• **STATED TASK 1**
Answer these questions using the text about the 8th Dalai Lama:
(a) Where was Jamphel Gyatso born?
(b) Who presided over his enthronement ceremony?
(c) In which year was the Regent sent to China as an ambassador?
• **STATED TASK 2**
Write a continuation of the text about the 8th Dalai Lama, picking up after its final sentence.

:: SOURCE DOCUMENT

Spiritual leader of Tibet from 1762 to 1804

The 8th Dalai Lama, Jamphel Gyatso (1758–1804) was recognized as the 8th Dalai Lama of Tibet.

Born in 1758 at Lhari Gang (Tob-rgyal Lha-ri Gang) in the Upper Ü-Tsang region of southwestern Tibet his father, Sonam Dhargye and mother, Phuntsok Wangmo, were originally from Kham.
They were distant descendants of Dhrala Tsegyal, who was one of the major heroes of the Gesar epic.

==Traditional history==

He was escorted to Lhasa and enthroned as the leader of the Tibetan people in the Potala Palace in 7th month of the Water Horse Year (1762) when he was five years old (four by Western reckoning). The enthronement ceremony was presided over by Demo Tulku Jamphel Yeshi, the first of a series of Regents to represent the Dalai Lamas when they were minors. The ceremony was held in the 'Beyond Mind Temple of the Second Potala'.

He was the disciple of Yongzin Yeshe Gyaltsen, the Kushok Bakula Rinpoche.

The country continued to be ruled by regents until the Wood Dragon Year (1784) when the Regent was sent as an ambassador to China and the Dalai Lama ruled alone until 1790, when the Regent returned to help Jamphel Gyatso.

::::
:: RECORDS PROVIDED

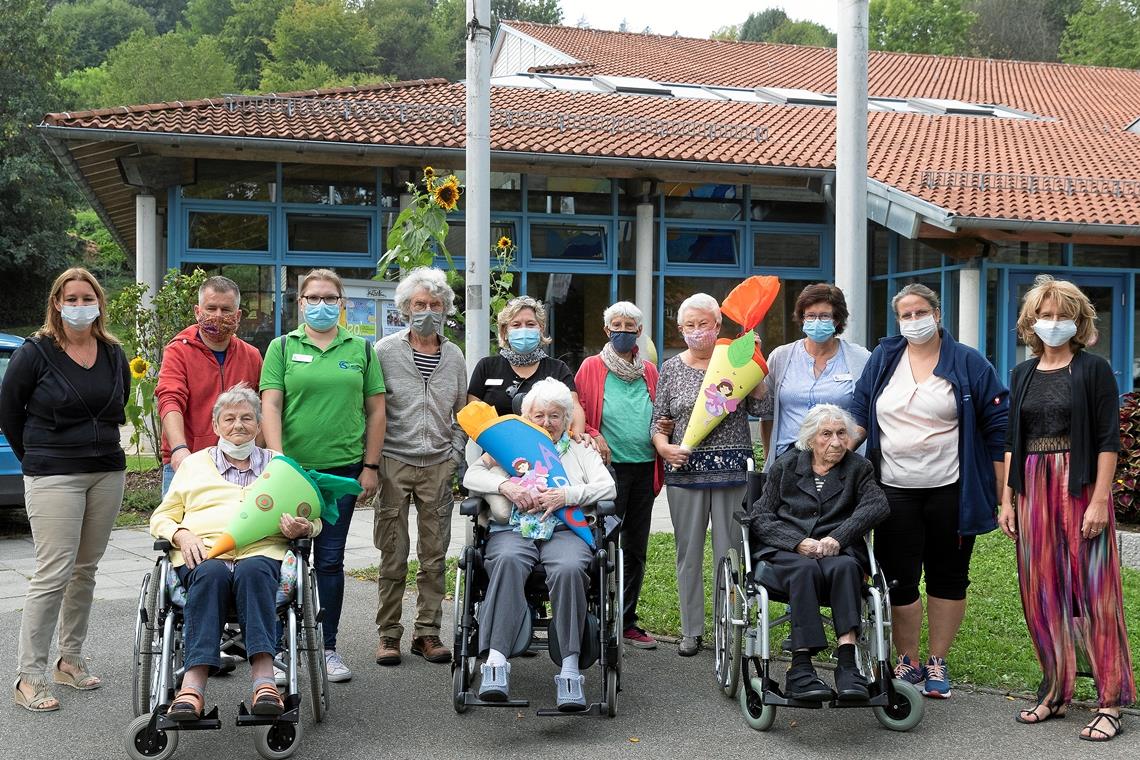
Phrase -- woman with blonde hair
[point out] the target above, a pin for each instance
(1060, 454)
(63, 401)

::::
:: RECORDS PROVIDED

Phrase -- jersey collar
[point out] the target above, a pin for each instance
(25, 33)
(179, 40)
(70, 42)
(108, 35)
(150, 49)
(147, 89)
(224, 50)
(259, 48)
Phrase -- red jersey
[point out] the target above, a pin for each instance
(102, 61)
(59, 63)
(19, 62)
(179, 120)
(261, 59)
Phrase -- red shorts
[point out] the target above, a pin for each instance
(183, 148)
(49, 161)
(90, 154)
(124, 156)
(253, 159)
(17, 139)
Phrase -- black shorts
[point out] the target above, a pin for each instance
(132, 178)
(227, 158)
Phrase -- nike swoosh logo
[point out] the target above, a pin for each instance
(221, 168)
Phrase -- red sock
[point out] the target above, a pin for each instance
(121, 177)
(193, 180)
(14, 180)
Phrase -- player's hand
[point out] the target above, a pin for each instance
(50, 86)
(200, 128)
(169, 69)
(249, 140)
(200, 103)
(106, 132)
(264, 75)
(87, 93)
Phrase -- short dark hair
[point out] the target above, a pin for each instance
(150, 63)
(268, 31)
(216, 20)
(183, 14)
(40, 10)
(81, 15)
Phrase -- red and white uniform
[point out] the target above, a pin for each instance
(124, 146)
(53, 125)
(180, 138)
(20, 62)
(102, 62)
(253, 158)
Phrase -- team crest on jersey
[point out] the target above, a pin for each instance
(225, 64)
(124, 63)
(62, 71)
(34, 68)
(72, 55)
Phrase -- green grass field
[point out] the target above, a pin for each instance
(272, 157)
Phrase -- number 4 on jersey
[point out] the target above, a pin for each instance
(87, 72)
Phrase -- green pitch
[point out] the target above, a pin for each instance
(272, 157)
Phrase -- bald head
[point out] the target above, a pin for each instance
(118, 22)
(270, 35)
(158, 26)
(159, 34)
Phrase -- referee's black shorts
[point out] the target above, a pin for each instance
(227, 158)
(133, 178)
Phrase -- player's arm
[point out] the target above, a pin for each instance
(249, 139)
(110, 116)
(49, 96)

::::
:: RECORDS PROVIDED

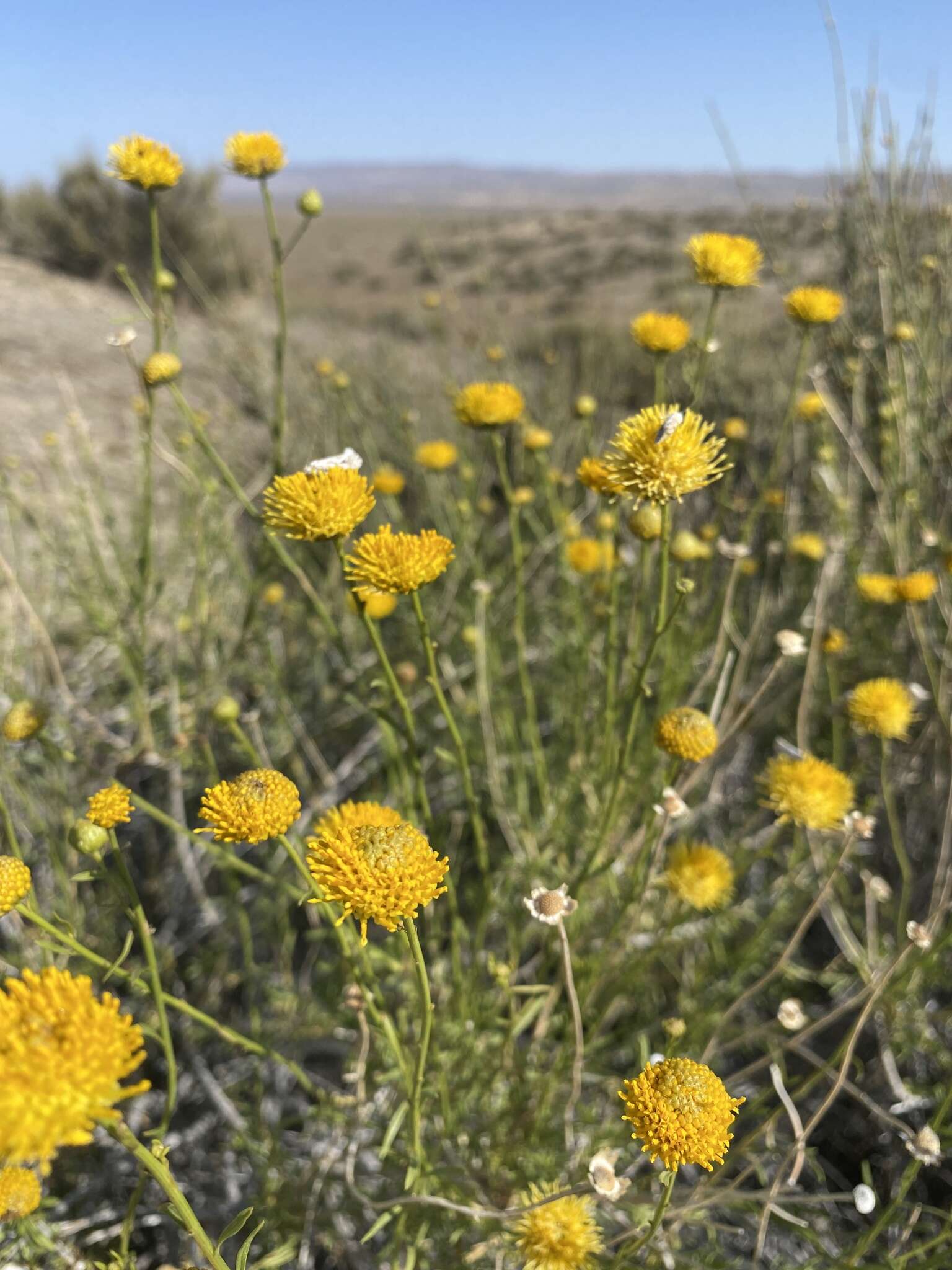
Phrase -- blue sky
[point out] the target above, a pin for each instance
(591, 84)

::::

• **WRITTEN ANSWER 1**
(a) At Lhari Gang (Tob-rgyal Lha-ri Gang) in the Upper Ü-Tsang region of southwestern Tibet.
(b) Demo Tulku Jamphel Yeshi.
(c) The Wood Dragon Year (1784).

• **WRITTEN ANSWER 2**
In 1788 there was a conflict with Nepali wool traders leading to a skirmish with the Gurkhas. In 1790 the Gurkhas invaded southern Tibet and conquered several provinces including Nyalam and Gyirong. The city of Shigatse and the Tashilhunpo Monastery were captured and looted but the Gurkhas were driven back to Nepal in 1791 after the Qing dynasty sent troops to Tibet. A peace treaty between the Qing dynasty and Gurkhas was agreed on in 1796.

===Norbulingka Park and Summer Palace and other activities===

He built the Norbulingka Park and Summer Palace in 1783 on the outskirts of Lhasa. He also commissioned an exquisite copper statue of the Buddha for the people of Southern Tibet which was brought into India in the 1960s and is now housed at the Library of Tibetan Works & Archives, Dharamsala, India.

===Later life===
"He was a mild and contemplative person with no great interest in temporal affairs and although he lived to be 45 [44 by Western reckoning], for most of his life he was content to let a Regent conduct the administration."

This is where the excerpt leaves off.